» **Document excerpt**:
::::::
In the wake of last Sunday's elections, the government is going after bloggers and online publications with renewed vigor.

 

Curt Hopkins

Internet Culture

Posted on May 8, 2013   Updated on Jun 1, 2021, 4:27 pm CDT

In advance of last Sunday’s election, Malaysia’s governing party lowered the boom on the country’s vibrant independent online media. Independent online newspapers in particular were “targeted,” according to Reuters. And in the wake of the elections, the government is going after them with renewed vigor.

One of the largest and most prominent publications is Malaysiakini, run by Premesh Chandran.

“During the 2008 election we were wiped off the Internet,” Chandran told Reuters last week. “Our concern is that we’ll see a repeat of that on May 5. Can we really live without independent media on election night, given that both sides might not accept the result?”

The elections returned the Barisan Nasional (BN) party to power in a coalition with two others. They’re not taking the criticism they received from these online upstarts in good grace, going after not just the influential online publications but individuals as well. BN has ruled the country since independence in the mid-1950s.

“Two men who posted Tweets have been arrested and bloggers are being targeted in police investigations as opposition leader Anwar Ibrahim vowed to lead a ‘fierce movement’  to reform the country’s legal system,” wrote Lindsay Murdoch in Australia’s The Age, “and have banned a planned rally to protest the election.”

The bloggers, King Jason and Papa Gomo, both accused the governing coalition and government officialdom of voter fraud.

In a media environment where the big newspapers, news sites and television networks hewed unreservedly to the government line, praising the BN alliance candidates and criticizing the opposition.

As with many of its neighbors, Malaysia has an ethnically indigenous Muslim majority, especially in the provinces where the ethnic Malay group dominates and which is favored by the election system. Much (though by no means all) of the opposition is ethnically Chinese. So some of the crackdown is based on race: criticism of the BN is “racist.” No doubt some was, but hardly all or even most. Nevertheless, that is the main rationale for the crackdown.

“We will continue monitoring social media and we will not rest until those who circulate racial postings online are detained,”  national police chief Ismail Omar told the official Malaysian news agency, Bernama. “Anyone who tries to instil hate and compromise public safety will face the music.
::::::
» **Problem 1**:
According to the article on Malaysia's online media, who runs Malaysiakini?
The article and the entries that follow are unrelated to each other.

» **Data to process**:
::::::
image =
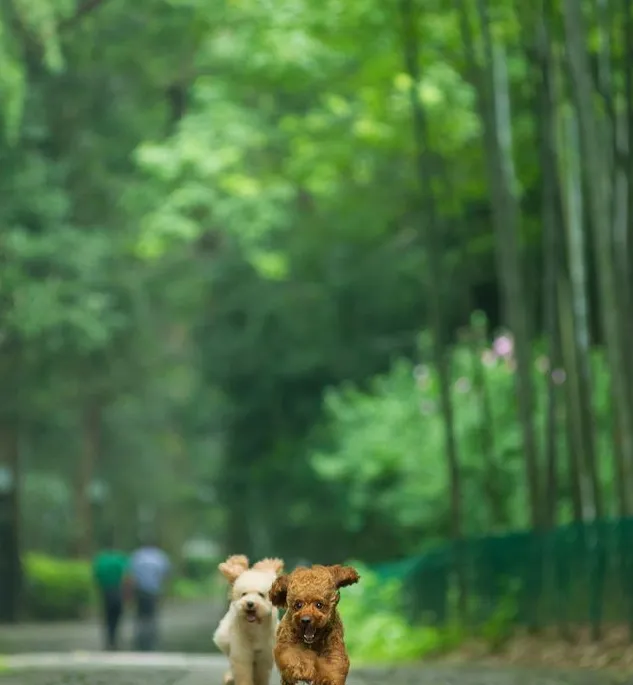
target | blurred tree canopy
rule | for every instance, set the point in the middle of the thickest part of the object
(214, 269)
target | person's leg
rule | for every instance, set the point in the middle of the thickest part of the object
(152, 621)
(114, 617)
(145, 621)
(112, 612)
(105, 608)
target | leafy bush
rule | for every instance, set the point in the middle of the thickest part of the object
(57, 589)
(376, 630)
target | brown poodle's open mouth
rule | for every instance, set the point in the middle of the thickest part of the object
(309, 634)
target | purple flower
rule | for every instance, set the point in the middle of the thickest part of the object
(488, 358)
(542, 364)
(421, 374)
(427, 407)
(503, 346)
(462, 385)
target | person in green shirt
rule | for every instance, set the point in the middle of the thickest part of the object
(110, 568)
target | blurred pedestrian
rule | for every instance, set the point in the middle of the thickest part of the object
(149, 567)
(109, 569)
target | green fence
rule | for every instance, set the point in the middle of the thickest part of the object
(575, 574)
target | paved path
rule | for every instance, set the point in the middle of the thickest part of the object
(179, 669)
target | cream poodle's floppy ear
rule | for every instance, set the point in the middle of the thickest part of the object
(233, 567)
(278, 591)
(344, 575)
(274, 565)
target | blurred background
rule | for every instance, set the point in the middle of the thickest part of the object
(348, 280)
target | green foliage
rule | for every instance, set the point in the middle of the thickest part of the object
(376, 630)
(56, 589)
(386, 442)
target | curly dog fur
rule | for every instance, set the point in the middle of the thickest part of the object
(246, 633)
(310, 643)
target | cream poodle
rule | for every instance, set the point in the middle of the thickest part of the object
(246, 634)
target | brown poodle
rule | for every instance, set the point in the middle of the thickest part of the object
(310, 645)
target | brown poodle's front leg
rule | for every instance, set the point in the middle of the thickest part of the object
(242, 673)
(332, 670)
(295, 665)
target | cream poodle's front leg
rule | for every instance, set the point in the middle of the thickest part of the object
(222, 635)
(262, 669)
(242, 672)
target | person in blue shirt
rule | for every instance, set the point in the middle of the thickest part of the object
(148, 569)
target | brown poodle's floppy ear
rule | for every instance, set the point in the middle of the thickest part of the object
(274, 565)
(233, 567)
(344, 575)
(278, 591)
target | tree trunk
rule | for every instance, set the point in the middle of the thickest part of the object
(493, 100)
(91, 438)
(597, 179)
(10, 564)
(427, 171)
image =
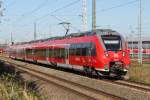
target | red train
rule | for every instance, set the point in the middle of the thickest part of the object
(102, 51)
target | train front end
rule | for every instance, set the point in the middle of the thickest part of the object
(114, 56)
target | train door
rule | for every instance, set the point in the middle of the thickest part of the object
(67, 55)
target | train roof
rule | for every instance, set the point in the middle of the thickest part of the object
(80, 34)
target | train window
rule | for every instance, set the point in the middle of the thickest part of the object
(62, 53)
(29, 51)
(83, 50)
(78, 51)
(40, 52)
(50, 53)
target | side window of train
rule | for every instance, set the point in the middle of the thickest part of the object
(72, 49)
(50, 53)
(29, 51)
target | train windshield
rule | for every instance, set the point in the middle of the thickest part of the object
(112, 42)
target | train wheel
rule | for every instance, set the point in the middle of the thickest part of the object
(54, 65)
(99, 74)
(89, 71)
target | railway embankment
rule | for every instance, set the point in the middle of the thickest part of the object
(13, 86)
(139, 73)
(86, 87)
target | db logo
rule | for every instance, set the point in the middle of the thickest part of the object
(115, 55)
::::::
» **Problem 2**:
Lay out as a numbered list everything in the entries from the line containing "target | train wheel" down to the final line of the entries, with both ends included. Omit any blank lines.

» **Worked answer 1**:
Premesh Chandran

» **Worked answer 2**:
1. target | train wheel
2. rule | for every instance, set the point in the middle of the thickest part of the object
3. (54, 65)
4. (99, 74)
5. (89, 71)
6. target | railway embankment
7. rule | for every instance, set the point in the middle of the thickest part of the object
8. (13, 86)
9. (139, 73)
10. (86, 87)
11. target | db logo
12. rule | for every instance, set the point in the middle of the thickest part of the object
13. (115, 55)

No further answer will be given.